Consigne: Poursuivez le texte sur Tom Hodgkinson et la place du numérique en reprenant juste après sa dernière phrase.

Texte choisi:

Vivre autrement ? Quelle place pour le numérique ?


25. August 2011.  "Les temps modernes exigent trop de nous. Pour l'argent et la carrière, nous vendons notre âme"
"Nous avons tout faux", proclame Tom Hodgkinson, à la une de l'hebdomadaire Die Zeit, il y a quelques semaines (mot à mot : "nous vivons dans le faux sytème") : "Nous pourrions organiser notre vie et notre travail autrement". Faire la une de cet hebdo de langue allemande n'est pas donné à beaucoup d'auteurs. Pourquoi Hodgkinson ? Pourquoi est-il traduit en allemand et pas en français (à ma connaissance) ?
Encart promotionnel dans The Idler pour le site de l'éditeur 

Ce provocateur tranquille est l'auteur de nombreux livres exaltant la vie à la campagne, le refus du salariat, de la publicité, du commerce de masse, de l'école parking, des médias... Dénonciation paisible d'une société de consommateurs asservis, de la compétition, du rendement, du marketing, de tout ce qui enchaîne... Eloge de l'oisiveté : The Idler emprunte son titre aux 103 essais de Samuel Johnson (1709-1784), l'auteur du premier dictionnaire de l'anglais, et qui a inspiré Hodgkinson.

Echos de Summerhill (A.S. Neill), des Choses (G. Pérec), de Walden (H.D Thoreau), de "la classe loisir" (T. Veblen), du Droit à la paresse (P. Lafargue), du situationnisme (R. Vaneigem, G. Debord)... Eloge de la nature et du retour au village. On pense surtout en lisant Hodgkinson à l'adage grec, "Prenez soin de vous", que commente longuement Michel Foucault dans ses cours au Collège de France (epimeleia heautou) auquel la tradition occidentale a préféré le "Connais-toi toi-même" (gnothi seauton). Il y a peut-être aussi dans tout cela du John Lennon : "Imagine all the people living for today"...

Quelle place occupent les technologies numériques dans cette vision du monde ?
Tom Hodgkinson n'aime pas les ordinateurs ("the tyranny of computers"), il déteste les écrans ("screen worlds") de télévision, les jeux vidéo et encore plus Facebook (cf. infra) et Twitter (cf. illustration).  Mais il admet que le Web peut présenter des aspects positifs même si la publicité le défigure (jamais notre détracteur de la publicité ne propose un modèle économique alternatif). L'auteur tient d'ailleurs un blog / magazine, The Idler qui fait également l'objet de publication en livres.
Hodgkinson admet pourtant qu'il lui arrive de commander des livres, de consulter des horaires en ligne, d'écrire des courriers sur son ordinateur... et, sans craindre la contradiction, il publie certains de ses ouvrages pour le Kindle (Amazon).

Données fournies:
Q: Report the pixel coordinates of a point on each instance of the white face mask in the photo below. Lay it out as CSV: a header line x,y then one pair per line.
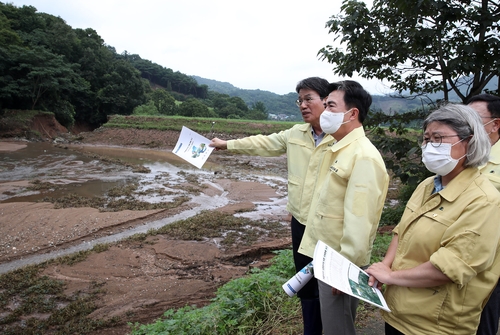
x,y
487,123
330,122
438,160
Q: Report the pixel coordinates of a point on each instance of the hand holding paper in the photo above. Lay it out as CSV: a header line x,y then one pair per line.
x,y
192,147
338,272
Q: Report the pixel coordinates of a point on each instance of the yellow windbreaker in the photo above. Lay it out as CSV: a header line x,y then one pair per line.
x,y
303,161
349,199
457,230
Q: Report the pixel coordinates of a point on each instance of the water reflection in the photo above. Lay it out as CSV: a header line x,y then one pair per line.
x,y
80,171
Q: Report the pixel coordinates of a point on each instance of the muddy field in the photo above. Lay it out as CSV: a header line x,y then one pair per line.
x,y
139,280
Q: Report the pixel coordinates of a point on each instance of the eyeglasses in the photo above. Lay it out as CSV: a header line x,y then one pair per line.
x,y
434,140
299,102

Réponse:
Dommage que l'auteur se laisse aller à ses élucubrations convenues sur les écrans, l'informatique, la télévision même si, une fois achevées les grandes dénonciations, enfin réaliste et lucide, il recommande aux parents : "N'interdisez pas. Minimisez" ("Don't ban. Minimize"). Attitude pragmatique, en effet, que l'on peut étendre à la plupart de ses critiques de la société contemporaine.

Le Web et son outillage méritent pourtant un approfondissement critique : peut-il y avoir une technologie de la libération ? A quoi riment les oppositions telles que lire / twitter (cf. supra, "Read, don't twitter) ou les affirmations ridicules telles que "everything a computer can do can be done with more pleasure by the old ways" (The Idle Parent) ?

Iconoclastes, les écrits de Tom Hodgkinson poussent parfois ses raisonnements jusqu'à l'absurde et la mauvaise foi, c'est le genre qui le veut. Malgré tout, ils sont stimulants, agréables à lire et, surtout, ils apportent un peu d'air frais et de salutaire contestation dans l'univers clos et égocentrique des médias et de la publicité. Un peu d'insatisfaction et de générosité ne saurait nuire pour contrebalancer les illusions iréniques et intéressées que propagent des gagnants du Web.




Quelques ouvrages de Tom Hodgkinson :
  • We want everyone. Facebook and the New American Right, Bracketpress (je ne l'ai pas trouvé, donc pas lu...)
  •  The Idle Parent, London, Penguin Books, 2009 (kindle edition)
  • The Freedom Manifesto, London, Harper Perennial, 340 p.
et un article de la même veine : "sickness in our industry", in Fast Company (August 2012).